== LISTING ==

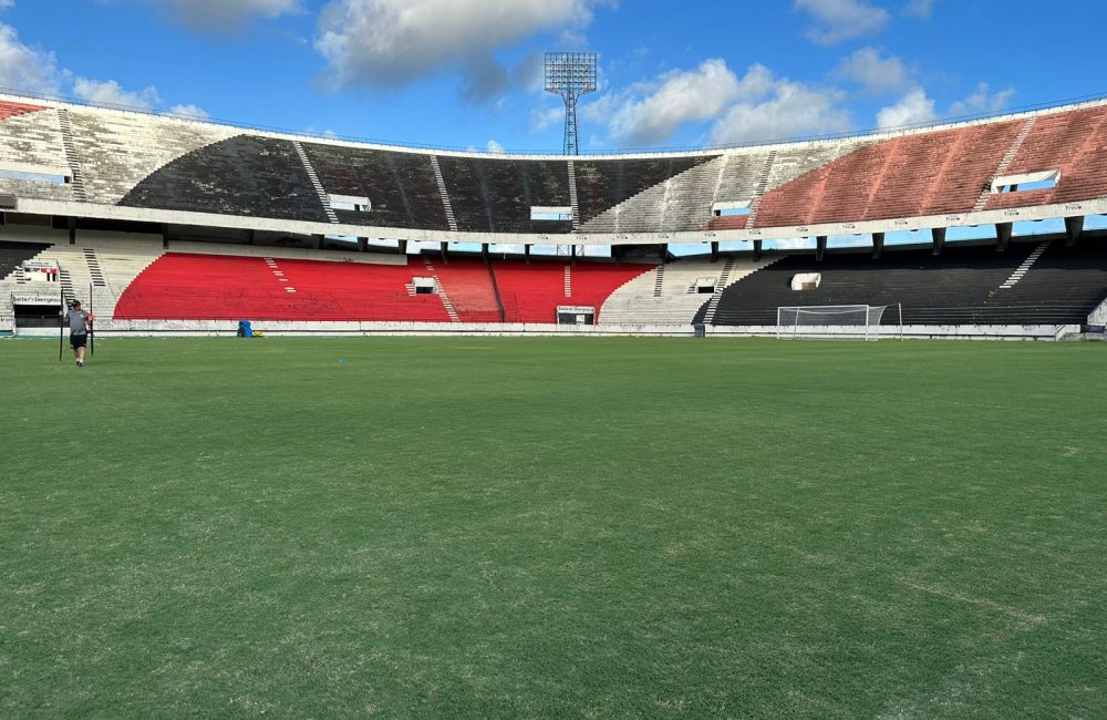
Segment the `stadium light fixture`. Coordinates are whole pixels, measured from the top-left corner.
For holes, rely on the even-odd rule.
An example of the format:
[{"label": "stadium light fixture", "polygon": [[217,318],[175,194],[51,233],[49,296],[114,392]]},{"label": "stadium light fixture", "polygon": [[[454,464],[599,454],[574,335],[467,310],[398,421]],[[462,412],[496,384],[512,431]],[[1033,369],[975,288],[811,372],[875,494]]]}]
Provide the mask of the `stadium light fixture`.
[{"label": "stadium light fixture", "polygon": [[596,92],[594,52],[546,53],[546,92],[565,101],[565,154],[580,154],[577,142],[577,101]]}]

===

Please copy out the items above with "top-left corner" swapped for "upper-left corner" and everything else left as is. Leave the pictures out.

Segment the `stadium light fixture`. Coordinates are whole pixels, measured from the upper-left corner.
For holes, rely on the even-odd rule.
An example of the format:
[{"label": "stadium light fixture", "polygon": [[217,318],[175,194],[51,233],[49,296],[114,392]]},{"label": "stadium light fixture", "polygon": [[[454,464],[599,454],[574,335],[467,310],[398,421]],[[462,412],[496,384],[512,431]],[[1033,369],[975,288],[811,372],[875,494]]]}]
Provide the mask of the `stadium light fixture`.
[{"label": "stadium light fixture", "polygon": [[596,92],[594,52],[546,53],[546,92],[565,101],[565,154],[580,154],[577,142],[577,101]]}]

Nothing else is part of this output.